== Segment start ==

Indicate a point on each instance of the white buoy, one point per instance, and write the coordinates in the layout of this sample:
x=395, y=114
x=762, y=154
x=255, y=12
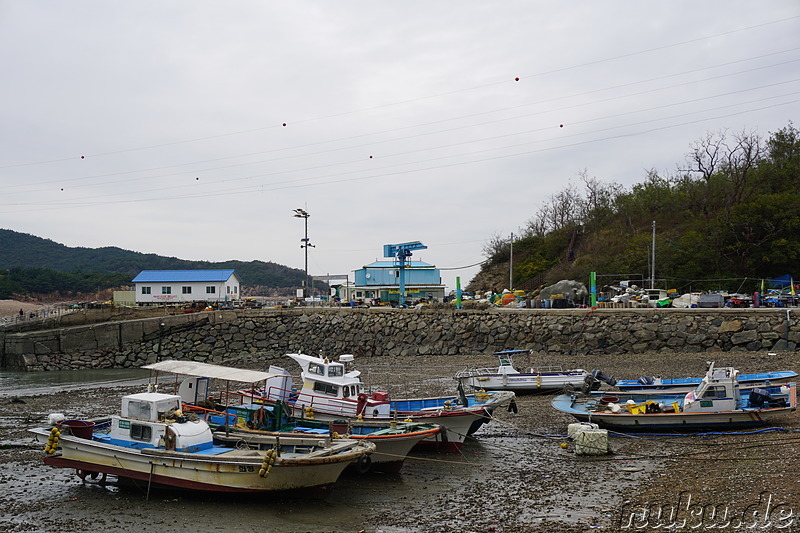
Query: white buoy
x=574, y=429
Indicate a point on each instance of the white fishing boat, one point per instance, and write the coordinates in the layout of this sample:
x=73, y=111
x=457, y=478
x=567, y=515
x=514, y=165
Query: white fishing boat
x=505, y=377
x=716, y=402
x=330, y=392
x=154, y=443
x=248, y=423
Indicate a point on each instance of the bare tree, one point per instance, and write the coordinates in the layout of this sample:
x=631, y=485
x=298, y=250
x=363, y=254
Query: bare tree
x=705, y=155
x=741, y=156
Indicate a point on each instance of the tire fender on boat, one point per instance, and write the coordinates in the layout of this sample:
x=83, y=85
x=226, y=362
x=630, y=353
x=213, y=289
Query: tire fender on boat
x=363, y=464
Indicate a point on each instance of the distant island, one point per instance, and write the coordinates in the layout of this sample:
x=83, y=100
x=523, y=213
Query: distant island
x=32, y=266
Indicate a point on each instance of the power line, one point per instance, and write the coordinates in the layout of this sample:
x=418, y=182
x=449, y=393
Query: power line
x=407, y=101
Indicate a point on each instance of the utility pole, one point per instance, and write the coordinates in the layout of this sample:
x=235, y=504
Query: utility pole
x=302, y=213
x=653, y=259
x=511, y=264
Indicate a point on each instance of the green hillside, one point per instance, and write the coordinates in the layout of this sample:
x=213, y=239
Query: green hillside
x=33, y=265
x=729, y=217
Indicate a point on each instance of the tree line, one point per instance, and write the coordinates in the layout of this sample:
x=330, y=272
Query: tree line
x=730, y=211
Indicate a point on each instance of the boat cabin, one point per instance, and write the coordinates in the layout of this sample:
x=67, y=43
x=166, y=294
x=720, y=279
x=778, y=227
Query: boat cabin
x=505, y=360
x=154, y=420
x=328, y=385
x=718, y=391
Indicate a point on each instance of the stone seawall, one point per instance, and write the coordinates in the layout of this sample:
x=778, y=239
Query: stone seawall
x=248, y=336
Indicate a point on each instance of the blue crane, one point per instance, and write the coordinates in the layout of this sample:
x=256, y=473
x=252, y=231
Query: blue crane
x=401, y=252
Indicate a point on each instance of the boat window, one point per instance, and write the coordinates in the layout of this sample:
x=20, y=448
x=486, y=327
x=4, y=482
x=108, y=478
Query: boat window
x=326, y=388
x=139, y=410
x=141, y=432
x=715, y=392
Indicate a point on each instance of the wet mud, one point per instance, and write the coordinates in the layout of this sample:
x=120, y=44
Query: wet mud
x=514, y=476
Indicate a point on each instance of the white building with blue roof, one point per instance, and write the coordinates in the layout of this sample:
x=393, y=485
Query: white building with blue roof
x=181, y=286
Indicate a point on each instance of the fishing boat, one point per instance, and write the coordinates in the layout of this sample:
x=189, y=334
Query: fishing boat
x=332, y=392
x=647, y=384
x=393, y=441
x=152, y=442
x=507, y=377
x=716, y=402
x=241, y=423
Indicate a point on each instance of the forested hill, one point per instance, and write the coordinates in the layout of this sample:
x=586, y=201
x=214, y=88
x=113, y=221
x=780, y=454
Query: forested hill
x=33, y=265
x=726, y=219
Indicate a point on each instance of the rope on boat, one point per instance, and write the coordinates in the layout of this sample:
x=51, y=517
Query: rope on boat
x=266, y=465
x=707, y=435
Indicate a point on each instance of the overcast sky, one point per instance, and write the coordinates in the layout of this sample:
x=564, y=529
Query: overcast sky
x=194, y=128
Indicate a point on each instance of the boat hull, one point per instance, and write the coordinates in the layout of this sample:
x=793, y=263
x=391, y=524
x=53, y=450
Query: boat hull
x=673, y=421
x=523, y=383
x=456, y=425
x=231, y=471
x=684, y=385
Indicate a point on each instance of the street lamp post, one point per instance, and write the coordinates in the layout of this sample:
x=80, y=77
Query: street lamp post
x=306, y=244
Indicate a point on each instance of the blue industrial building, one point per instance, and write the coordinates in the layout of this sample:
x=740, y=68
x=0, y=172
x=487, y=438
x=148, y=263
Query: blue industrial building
x=380, y=282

== Segment end ==

- [WHAT TO DO] Reproduce the entries above exactly, but only the lines between the line holding "Query: boat window" and the line holding "x=780, y=454", inclusive.

- [ANSWER AREA]
Query: boat window
x=326, y=388
x=139, y=410
x=141, y=432
x=715, y=392
Indicate a point on each instance of the wet mud, one point per instance, and write the coordinates in the layout of this sample:
x=120, y=44
Query: wet mud
x=514, y=476
Indicate a point on each instance of the white building with blue roof, one point per instance, and write the coordinates in the layout of this sample:
x=393, y=485
Query: white building with blue roof
x=181, y=286
Indicate a point on each instance of the fishing boat, one point per instance, and write the coordinates in the layout of this sample:
x=189, y=334
Query: fishing boat
x=332, y=392
x=647, y=384
x=393, y=441
x=152, y=442
x=507, y=377
x=716, y=402
x=241, y=423
Indicate a point on each instance of the forested hill, one point per instance, and write the coordinates in the layout of this sample:
x=586, y=201
x=214, y=88
x=113, y=221
x=780, y=454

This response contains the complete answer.